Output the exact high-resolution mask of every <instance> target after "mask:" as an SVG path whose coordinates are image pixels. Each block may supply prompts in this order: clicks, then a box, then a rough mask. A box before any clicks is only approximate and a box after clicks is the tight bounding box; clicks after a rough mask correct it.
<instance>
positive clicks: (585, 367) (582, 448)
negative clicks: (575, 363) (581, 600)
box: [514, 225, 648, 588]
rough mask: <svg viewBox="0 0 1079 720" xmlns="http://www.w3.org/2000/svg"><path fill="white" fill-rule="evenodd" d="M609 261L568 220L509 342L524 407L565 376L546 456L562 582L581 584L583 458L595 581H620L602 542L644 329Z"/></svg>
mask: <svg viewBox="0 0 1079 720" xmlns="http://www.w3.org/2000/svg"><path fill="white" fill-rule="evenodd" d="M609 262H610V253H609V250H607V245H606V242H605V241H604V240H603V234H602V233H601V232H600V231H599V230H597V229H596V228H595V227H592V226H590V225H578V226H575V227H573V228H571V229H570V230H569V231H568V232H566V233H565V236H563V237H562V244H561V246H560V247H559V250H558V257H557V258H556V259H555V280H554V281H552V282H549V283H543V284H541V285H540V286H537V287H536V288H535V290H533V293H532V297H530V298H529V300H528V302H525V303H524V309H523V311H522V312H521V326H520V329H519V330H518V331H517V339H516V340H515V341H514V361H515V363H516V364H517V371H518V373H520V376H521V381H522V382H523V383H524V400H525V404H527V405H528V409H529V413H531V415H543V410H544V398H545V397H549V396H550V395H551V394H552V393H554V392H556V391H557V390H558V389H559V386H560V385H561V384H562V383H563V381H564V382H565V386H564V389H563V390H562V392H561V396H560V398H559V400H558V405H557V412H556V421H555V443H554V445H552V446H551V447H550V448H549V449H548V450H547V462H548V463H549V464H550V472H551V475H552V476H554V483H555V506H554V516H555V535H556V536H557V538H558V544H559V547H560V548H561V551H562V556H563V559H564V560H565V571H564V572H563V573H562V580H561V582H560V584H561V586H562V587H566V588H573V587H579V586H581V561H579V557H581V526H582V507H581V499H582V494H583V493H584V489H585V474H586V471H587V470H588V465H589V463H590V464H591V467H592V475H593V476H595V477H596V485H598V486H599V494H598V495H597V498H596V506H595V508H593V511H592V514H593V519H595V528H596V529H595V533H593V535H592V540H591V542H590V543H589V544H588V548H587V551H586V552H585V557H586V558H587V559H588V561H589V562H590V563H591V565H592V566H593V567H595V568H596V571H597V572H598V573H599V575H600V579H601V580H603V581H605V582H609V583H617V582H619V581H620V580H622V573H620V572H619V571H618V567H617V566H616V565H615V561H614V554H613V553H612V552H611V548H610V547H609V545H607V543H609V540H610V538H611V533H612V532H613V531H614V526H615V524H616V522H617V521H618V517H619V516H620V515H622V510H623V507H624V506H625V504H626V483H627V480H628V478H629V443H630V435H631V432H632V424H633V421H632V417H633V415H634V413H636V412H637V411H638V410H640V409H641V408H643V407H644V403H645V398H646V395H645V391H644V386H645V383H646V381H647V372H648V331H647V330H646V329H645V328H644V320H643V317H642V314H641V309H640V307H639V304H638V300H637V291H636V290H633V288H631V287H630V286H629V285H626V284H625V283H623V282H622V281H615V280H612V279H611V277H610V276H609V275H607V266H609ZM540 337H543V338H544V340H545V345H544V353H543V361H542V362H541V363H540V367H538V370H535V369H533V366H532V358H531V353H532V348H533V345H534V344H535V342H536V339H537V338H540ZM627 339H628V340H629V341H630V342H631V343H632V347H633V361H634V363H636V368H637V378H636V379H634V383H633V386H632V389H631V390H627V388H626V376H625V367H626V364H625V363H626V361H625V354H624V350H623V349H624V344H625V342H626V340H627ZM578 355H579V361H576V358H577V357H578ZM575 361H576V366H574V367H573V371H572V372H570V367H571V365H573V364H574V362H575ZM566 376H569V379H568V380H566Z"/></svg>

══════

§ What to produce
Only lines with the word "instance" count here; copy every one from the records.

§ Solved problem
Output the exact high-resolution mask of every <instance> target after "mask:" as an SVG path whose coordinates are image pixels. Each block may supply prompts in this order: clicks, then a box, then a rough mask. A box before any clicks is only approximate and a box after clicks is the tight bounding box; clicks after a rough mask correct it.
<instance>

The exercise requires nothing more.